-- STATED TASK --
Repeat the material exactly as it appears.

======== RECORDS PROVIDED

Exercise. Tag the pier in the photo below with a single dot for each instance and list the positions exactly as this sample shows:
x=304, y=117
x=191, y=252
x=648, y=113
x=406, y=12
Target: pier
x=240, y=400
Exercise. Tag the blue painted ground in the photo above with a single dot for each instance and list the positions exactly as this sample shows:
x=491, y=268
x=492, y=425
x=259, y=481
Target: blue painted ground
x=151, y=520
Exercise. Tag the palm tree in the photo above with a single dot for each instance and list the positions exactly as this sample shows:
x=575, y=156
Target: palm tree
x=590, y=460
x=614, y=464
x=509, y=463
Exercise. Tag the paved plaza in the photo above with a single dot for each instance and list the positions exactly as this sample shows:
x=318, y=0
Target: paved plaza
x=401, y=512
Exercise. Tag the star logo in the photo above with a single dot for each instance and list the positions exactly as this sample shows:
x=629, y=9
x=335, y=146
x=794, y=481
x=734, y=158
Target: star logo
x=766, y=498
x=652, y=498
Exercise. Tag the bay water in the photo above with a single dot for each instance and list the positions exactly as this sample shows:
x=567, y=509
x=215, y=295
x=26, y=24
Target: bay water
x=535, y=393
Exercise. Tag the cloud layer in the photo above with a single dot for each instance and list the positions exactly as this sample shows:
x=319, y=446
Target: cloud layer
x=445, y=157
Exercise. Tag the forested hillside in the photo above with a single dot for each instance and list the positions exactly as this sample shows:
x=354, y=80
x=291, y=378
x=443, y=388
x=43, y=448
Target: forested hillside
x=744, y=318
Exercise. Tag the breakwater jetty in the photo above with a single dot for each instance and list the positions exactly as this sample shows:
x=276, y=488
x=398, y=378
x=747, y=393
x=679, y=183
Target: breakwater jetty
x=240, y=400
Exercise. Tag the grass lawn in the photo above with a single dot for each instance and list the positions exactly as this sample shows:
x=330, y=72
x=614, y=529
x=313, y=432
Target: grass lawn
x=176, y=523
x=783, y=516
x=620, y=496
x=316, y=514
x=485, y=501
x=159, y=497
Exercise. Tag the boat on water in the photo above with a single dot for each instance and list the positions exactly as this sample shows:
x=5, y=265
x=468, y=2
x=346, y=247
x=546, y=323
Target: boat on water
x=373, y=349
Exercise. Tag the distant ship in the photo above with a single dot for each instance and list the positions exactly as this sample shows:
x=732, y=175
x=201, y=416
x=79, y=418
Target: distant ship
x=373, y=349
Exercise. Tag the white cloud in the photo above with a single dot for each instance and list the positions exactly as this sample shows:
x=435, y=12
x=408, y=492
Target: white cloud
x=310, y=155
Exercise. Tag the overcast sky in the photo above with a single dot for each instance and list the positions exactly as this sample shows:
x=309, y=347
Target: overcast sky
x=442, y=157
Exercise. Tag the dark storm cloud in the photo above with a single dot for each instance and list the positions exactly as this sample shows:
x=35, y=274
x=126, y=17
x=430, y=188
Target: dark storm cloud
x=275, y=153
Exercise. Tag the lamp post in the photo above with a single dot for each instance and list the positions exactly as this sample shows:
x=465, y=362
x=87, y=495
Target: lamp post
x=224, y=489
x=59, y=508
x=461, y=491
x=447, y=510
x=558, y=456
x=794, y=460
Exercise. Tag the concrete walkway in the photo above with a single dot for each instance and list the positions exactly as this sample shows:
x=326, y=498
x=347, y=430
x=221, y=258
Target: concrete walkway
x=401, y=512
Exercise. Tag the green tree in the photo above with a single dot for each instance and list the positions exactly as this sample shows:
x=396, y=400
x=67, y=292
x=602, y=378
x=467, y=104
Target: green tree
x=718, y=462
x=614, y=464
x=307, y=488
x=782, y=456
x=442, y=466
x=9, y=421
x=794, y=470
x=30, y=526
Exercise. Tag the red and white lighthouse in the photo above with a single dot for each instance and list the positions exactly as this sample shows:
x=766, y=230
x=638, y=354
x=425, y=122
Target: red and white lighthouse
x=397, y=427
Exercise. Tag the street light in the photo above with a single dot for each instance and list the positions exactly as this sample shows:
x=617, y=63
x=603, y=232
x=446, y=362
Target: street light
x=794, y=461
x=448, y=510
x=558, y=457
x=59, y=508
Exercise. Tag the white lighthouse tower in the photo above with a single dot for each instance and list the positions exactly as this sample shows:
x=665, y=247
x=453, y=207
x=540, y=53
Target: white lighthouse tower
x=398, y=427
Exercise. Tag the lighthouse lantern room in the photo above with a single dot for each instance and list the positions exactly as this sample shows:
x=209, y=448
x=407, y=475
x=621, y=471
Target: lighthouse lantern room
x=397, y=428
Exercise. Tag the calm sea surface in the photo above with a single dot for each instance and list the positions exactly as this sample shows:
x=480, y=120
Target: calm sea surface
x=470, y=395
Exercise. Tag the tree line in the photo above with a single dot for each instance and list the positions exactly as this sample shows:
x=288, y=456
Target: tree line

================

-- SOLUTION BELOW --
Exercise. Tag the pier in the photo below with a single dot for each instance and list the positions exactly as this sample shows:
x=304, y=117
x=191, y=252
x=648, y=113
x=406, y=12
Target: pier
x=240, y=400
Exercise. Tag the blue painted ground in the photo above with a single dot for each instance and list the positions exactly as this sample shows:
x=491, y=268
x=492, y=425
x=259, y=481
Target: blue painted ground
x=151, y=520
Exercise. Tag the palm tree in the photo above with a single dot for each instance and list the positions exactly as this sample shows:
x=575, y=156
Target: palm tree
x=590, y=460
x=614, y=464
x=509, y=463
Exercise. Tag the paved plaza in the photo above with a single dot for each instance and list the positions exactly as this sample shows:
x=318, y=0
Target: paved plaza
x=401, y=512
Exercise. Tag the star logo in the photo above with a single dot for each instance and list the positions exactly as this sample shows:
x=629, y=9
x=335, y=146
x=794, y=481
x=734, y=158
Target: star logo
x=766, y=498
x=652, y=498
Exercise. Tag the bay water in the photo above with a single dot for each instance and list the positions exactly as this sample shows:
x=567, y=509
x=215, y=295
x=26, y=24
Target: bay water
x=535, y=393
Exercise. Tag the cloud layer in the photo above with a single dot for each instance and list the positions exactly as this sample shows:
x=319, y=446
Target: cloud layer
x=445, y=157
Exercise. Tag the forested hillside in the photo above with a single dot for each instance and list the positions exactly as this sample shows:
x=354, y=80
x=291, y=378
x=443, y=388
x=43, y=448
Target: forested hillside
x=744, y=318
Exercise. Tag the breakwater jetty in the photo above with a single dot for each instance and list the positions exactly as this sample shows:
x=276, y=488
x=398, y=378
x=747, y=393
x=679, y=183
Target: breakwater jetty
x=240, y=400
Exercise. Tag the grass lawn in the photo above with a single dot for each instance and list the positions exactly as this sample shows:
x=330, y=72
x=614, y=529
x=313, y=432
Target: grass lawn
x=176, y=523
x=783, y=516
x=620, y=496
x=316, y=514
x=485, y=501
x=159, y=497
Exercise. Tag the boat on water in the photo above with a single dot for each instance and list the positions exactly as this sample shows:
x=5, y=265
x=468, y=2
x=346, y=247
x=546, y=323
Target: boat on water
x=373, y=349
Exercise. Tag the distant ship in the photo above with a single dot for each instance and list the positions exactly as this sample shows:
x=732, y=175
x=201, y=416
x=79, y=418
Target: distant ship
x=373, y=349
Exercise. Tag the white cloud in the photo above with a single dot for each instance and list the positions exactly as this sample shows:
x=435, y=12
x=408, y=492
Target: white cloud
x=310, y=155
Exercise. Tag the overcast sky in the photo above with a single dot for each instance and list the positions exactly as this sample shows:
x=309, y=347
Target: overcast sky
x=442, y=157
Exercise. Tag the dark storm cloud in the photo above with a single dot for each instance and list the positions exactly as this sample shows:
x=35, y=274
x=126, y=17
x=430, y=188
Target: dark storm cloud
x=275, y=153
Exercise. Tag the lamp post in the photo above with a single dot for each instance and list the positions exactly as this sample shows:
x=465, y=362
x=87, y=495
Target: lamp post
x=224, y=489
x=59, y=508
x=461, y=491
x=447, y=510
x=558, y=456
x=794, y=460
Exercise. Tag the concrete walkway in the photo above with a single dot for each instance and list the positions exactly as this sample shows:
x=326, y=498
x=347, y=430
x=221, y=258
Target: concrete walkway
x=401, y=512
Exercise. Tag the green tree in the photo above with a single dot for each instance and list the positions exactly as this sample shows:
x=396, y=400
x=67, y=292
x=602, y=378
x=467, y=104
Target: green tree
x=718, y=462
x=614, y=464
x=307, y=488
x=782, y=456
x=442, y=466
x=9, y=421
x=794, y=470
x=30, y=526
Exercise. Tag the red and white lighthouse in the photo above with a single dot for each instance and list the positions exactly as this sample shows:
x=766, y=230
x=638, y=354
x=425, y=122
Target: red and white lighthouse
x=397, y=427
Exercise. Tag the street light in the photo above with a single dot for each instance and list the positions exactly as this sample shows:
x=617, y=63
x=603, y=232
x=446, y=362
Target: street light
x=794, y=461
x=448, y=510
x=558, y=457
x=59, y=508
Exercise. Tag the white lighthouse tower in the photo above with a single dot for each instance and list the positions exactly as this sample shows:
x=665, y=247
x=453, y=207
x=540, y=53
Target: white lighthouse tower
x=398, y=427
Exercise. Tag the lighthouse lantern room in the photo above with a single dot for each instance and list the positions exactly as this sample shows:
x=209, y=448
x=407, y=475
x=621, y=471
Target: lighthouse lantern room
x=397, y=428
Exercise. Tag the calm sea surface in the photo above with a single dot for each instance and list the positions exactly as this sample shows:
x=480, y=120
Target: calm sea surface
x=470, y=395
Exercise. Tag the tree line in the photo above with a single dot for each instance and list the positions exactly as this sample shows:
x=288, y=456
Target: tree line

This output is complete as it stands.